Every entry must be repeated exactly in the answer.
* * * *
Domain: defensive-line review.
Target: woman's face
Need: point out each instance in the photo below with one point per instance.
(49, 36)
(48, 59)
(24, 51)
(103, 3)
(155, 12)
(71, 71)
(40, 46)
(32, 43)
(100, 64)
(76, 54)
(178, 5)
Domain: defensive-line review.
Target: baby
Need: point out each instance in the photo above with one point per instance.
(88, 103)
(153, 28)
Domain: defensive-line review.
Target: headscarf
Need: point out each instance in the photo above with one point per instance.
* * * *
→ **Answer box**:
Domain: defensive-line review.
Target: woman's face
Need: point out each instance in the photo below with one point per instance.
(49, 36)
(48, 59)
(24, 51)
(103, 3)
(155, 12)
(71, 71)
(40, 46)
(32, 43)
(100, 64)
(76, 54)
(178, 5)
Domain: defensive-line review.
Target: baby
Need: point out each instance in the photo above with one point per instance.
(88, 103)
(153, 28)
Domain: defensive-line review.
Target: headscarf
Need: point out each instance in the photo above with one point per instance.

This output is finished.